● **Written exercise**
Please edit everything from the line containing "target: wall trim" down through the end of the records, replacing "separate parts" with "disjoint pieces" and leaving all else unchanged. Return only those lines.

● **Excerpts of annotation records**
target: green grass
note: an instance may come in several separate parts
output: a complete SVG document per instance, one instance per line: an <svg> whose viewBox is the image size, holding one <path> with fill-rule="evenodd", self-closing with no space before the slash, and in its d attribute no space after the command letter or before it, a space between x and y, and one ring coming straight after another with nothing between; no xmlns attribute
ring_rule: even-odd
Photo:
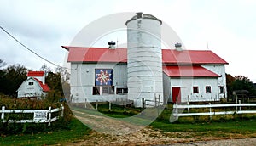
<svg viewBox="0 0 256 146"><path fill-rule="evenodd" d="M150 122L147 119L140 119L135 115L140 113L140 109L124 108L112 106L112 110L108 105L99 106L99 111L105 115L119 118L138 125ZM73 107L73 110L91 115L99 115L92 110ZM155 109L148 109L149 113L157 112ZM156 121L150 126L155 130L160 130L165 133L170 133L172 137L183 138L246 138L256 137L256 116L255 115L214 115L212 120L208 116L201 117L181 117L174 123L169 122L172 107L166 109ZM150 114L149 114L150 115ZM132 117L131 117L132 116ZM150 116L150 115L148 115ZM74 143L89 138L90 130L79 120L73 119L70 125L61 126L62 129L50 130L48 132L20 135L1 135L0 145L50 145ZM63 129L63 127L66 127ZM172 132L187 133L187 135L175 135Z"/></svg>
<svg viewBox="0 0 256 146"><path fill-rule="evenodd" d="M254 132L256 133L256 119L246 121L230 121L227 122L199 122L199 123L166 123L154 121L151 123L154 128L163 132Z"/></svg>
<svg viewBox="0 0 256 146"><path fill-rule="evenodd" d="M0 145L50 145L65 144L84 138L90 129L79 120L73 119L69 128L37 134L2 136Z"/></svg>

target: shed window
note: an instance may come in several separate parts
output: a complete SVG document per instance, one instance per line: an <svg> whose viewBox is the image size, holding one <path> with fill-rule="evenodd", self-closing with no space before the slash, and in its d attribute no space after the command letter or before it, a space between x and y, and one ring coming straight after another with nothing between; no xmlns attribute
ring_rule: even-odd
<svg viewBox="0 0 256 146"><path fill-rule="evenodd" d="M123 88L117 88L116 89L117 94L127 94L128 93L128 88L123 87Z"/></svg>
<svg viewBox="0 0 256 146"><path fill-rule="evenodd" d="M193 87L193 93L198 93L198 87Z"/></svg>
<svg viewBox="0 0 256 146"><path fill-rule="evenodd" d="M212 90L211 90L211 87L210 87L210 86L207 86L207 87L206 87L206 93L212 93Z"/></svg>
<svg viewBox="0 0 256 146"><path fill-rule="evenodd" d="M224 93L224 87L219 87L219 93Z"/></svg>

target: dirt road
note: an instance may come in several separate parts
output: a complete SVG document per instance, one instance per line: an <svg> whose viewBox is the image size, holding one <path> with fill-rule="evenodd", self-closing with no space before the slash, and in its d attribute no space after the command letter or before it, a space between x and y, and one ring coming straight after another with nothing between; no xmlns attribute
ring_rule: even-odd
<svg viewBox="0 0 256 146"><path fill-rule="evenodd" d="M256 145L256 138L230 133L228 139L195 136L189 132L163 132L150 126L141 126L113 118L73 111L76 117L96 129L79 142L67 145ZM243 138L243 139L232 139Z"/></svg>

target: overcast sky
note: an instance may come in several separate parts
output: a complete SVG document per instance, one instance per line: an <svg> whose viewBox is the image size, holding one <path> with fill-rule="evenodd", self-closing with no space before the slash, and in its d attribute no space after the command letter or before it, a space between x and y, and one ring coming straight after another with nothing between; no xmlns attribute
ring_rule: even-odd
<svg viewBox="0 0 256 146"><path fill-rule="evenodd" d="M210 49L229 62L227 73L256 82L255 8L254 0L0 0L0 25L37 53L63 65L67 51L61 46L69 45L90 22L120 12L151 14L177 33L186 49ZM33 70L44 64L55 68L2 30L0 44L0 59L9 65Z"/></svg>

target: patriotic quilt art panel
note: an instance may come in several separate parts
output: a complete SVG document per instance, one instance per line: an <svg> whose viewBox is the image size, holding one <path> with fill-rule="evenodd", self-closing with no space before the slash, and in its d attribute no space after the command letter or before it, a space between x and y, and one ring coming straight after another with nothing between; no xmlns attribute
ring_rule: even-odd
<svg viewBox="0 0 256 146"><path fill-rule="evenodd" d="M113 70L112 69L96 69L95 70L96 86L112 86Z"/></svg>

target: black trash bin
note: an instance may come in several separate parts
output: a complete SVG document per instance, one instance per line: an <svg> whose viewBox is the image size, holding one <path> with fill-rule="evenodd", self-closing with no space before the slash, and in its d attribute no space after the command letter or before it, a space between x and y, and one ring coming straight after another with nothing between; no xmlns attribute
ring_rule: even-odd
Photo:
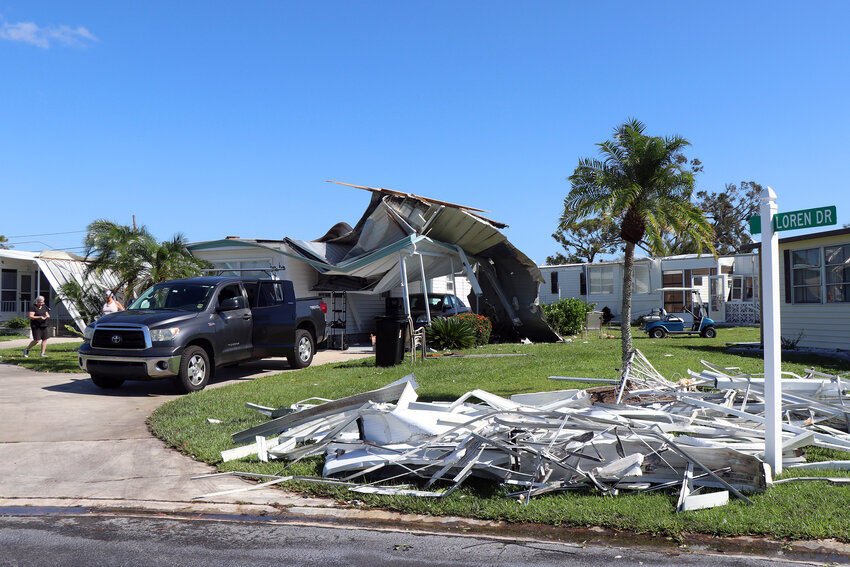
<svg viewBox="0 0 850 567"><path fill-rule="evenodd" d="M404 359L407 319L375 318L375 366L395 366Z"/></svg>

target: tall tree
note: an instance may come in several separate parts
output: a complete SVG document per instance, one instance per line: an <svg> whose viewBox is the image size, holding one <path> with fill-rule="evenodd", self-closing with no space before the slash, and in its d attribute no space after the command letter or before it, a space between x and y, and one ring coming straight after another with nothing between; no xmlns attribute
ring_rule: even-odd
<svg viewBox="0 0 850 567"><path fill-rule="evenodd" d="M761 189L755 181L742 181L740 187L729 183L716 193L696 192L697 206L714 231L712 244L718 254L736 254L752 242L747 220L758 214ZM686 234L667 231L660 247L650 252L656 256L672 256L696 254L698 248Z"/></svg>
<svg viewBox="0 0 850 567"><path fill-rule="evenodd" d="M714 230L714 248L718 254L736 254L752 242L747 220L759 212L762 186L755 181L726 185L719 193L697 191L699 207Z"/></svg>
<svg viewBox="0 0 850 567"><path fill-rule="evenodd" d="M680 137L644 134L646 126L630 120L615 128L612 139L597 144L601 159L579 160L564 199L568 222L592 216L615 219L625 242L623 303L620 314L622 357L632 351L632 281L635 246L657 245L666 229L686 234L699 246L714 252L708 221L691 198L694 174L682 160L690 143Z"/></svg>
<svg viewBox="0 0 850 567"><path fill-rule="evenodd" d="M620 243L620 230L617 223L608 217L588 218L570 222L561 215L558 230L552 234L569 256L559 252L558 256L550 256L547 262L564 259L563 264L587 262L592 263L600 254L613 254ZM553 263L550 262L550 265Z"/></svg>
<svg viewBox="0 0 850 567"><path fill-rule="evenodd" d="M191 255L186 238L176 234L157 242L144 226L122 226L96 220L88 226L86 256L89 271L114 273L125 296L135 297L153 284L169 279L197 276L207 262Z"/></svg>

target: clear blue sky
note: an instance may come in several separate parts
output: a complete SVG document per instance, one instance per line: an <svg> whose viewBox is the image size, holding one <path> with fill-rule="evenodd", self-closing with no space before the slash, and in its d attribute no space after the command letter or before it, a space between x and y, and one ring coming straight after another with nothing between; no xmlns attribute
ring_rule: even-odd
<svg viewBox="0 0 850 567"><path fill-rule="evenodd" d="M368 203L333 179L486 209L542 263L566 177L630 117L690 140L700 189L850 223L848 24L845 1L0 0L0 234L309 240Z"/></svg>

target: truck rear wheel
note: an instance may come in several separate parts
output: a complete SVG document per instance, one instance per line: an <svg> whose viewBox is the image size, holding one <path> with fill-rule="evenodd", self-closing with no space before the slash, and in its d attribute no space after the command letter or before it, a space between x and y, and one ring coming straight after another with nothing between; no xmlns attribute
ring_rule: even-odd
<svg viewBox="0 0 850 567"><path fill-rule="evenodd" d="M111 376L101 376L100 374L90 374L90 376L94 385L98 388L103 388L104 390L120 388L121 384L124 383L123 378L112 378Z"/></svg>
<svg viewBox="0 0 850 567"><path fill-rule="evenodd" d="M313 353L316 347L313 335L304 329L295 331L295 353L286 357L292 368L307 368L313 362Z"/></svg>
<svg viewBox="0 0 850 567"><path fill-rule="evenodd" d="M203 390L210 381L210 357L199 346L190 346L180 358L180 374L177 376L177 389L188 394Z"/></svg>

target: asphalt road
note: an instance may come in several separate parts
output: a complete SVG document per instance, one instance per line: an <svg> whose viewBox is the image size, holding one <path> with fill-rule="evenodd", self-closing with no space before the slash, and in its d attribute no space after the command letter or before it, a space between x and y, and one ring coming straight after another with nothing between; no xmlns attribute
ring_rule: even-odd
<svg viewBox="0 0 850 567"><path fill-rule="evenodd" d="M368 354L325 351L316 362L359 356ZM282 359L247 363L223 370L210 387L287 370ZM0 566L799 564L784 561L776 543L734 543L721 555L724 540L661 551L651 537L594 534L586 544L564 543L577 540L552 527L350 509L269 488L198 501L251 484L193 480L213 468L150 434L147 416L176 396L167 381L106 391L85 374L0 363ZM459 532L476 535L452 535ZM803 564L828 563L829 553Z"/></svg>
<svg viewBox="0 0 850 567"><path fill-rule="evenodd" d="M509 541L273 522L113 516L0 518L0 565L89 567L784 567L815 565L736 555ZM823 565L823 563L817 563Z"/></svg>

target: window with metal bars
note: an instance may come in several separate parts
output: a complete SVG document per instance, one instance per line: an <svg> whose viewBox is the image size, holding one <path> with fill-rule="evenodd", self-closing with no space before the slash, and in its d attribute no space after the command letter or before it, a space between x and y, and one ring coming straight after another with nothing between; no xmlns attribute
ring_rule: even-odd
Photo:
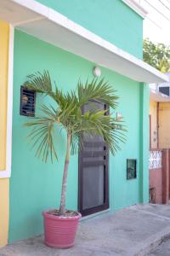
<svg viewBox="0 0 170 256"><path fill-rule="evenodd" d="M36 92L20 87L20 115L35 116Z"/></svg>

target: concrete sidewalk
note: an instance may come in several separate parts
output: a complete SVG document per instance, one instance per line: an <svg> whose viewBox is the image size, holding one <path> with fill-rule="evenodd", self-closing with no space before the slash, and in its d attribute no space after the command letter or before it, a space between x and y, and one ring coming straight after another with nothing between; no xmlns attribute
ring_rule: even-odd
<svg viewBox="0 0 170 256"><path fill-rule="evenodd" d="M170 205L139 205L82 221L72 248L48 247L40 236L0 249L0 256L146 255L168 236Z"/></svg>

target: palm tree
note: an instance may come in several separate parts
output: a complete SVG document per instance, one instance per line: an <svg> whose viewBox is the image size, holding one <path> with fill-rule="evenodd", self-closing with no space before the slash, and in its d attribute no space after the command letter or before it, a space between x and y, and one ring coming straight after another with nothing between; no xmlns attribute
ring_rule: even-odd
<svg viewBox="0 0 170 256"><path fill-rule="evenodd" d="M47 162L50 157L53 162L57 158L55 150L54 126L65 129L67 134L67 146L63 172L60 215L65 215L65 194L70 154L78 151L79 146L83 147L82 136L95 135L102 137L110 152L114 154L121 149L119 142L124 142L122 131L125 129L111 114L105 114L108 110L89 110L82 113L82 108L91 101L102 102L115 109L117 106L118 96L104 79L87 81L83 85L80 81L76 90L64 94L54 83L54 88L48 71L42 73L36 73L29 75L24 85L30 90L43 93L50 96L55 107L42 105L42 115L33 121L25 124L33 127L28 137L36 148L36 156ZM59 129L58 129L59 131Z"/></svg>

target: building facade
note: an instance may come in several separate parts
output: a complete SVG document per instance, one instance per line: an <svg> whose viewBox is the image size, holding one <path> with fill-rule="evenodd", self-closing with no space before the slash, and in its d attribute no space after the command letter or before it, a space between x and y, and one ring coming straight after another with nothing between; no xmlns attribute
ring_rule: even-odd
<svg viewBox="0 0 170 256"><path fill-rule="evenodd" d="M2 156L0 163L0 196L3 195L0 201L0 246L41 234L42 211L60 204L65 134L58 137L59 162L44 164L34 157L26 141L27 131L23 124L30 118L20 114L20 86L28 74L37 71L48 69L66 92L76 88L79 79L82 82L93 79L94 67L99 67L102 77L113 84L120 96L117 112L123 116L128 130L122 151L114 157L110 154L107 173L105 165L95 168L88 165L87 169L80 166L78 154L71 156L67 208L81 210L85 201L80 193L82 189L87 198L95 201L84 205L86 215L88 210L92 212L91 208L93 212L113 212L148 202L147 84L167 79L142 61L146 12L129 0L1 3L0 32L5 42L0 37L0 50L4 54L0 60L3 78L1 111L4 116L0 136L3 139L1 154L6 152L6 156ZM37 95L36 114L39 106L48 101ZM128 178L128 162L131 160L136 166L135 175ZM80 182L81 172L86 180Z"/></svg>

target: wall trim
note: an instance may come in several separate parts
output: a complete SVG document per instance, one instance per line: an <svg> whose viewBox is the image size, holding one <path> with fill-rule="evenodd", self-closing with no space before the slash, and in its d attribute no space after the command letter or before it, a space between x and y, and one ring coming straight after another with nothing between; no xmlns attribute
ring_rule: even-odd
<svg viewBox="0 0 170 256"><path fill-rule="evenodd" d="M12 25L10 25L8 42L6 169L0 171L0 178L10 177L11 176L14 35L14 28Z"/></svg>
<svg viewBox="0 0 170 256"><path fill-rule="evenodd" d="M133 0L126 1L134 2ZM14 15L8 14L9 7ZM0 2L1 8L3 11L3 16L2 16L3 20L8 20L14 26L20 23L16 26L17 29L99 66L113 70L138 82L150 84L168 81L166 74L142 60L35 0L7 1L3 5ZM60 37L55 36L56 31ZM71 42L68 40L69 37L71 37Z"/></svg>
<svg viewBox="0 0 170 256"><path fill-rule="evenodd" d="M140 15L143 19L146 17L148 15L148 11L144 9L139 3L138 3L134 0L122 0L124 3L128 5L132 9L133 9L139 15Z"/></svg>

● **Result of this exercise**
target: wall trim
note: an instance may come in several disjoint pieces
output: a complete SVG document per instance, one instance per line: an <svg> whose viewBox is the image size, holding one <path> with fill-rule="evenodd", self-closing with no space before the slash, and in its d attribute no space after the command letter or before it, a space between x and y, and one ring coming straight after another with nothing between; no xmlns attribute
ring_rule: even-odd
<svg viewBox="0 0 170 256"><path fill-rule="evenodd" d="M12 25L10 25L8 42L6 169L0 171L0 178L10 177L11 176L14 35L14 28Z"/></svg>
<svg viewBox="0 0 170 256"><path fill-rule="evenodd" d="M133 0L126 1L134 2ZM14 15L8 14L9 7ZM0 2L1 8L3 11L3 16L2 16L3 20L8 20L14 26L20 23L16 26L17 29L99 66L113 70L138 82L150 84L168 81L166 74L142 60L35 0L7 1L3 5ZM60 37L55 36L56 31ZM71 42L68 40L69 37L71 37Z"/></svg>
<svg viewBox="0 0 170 256"><path fill-rule="evenodd" d="M140 15L143 19L146 17L148 15L148 11L144 9L139 3L138 3L134 0L122 0L124 3L128 5L132 9L133 9L139 15Z"/></svg>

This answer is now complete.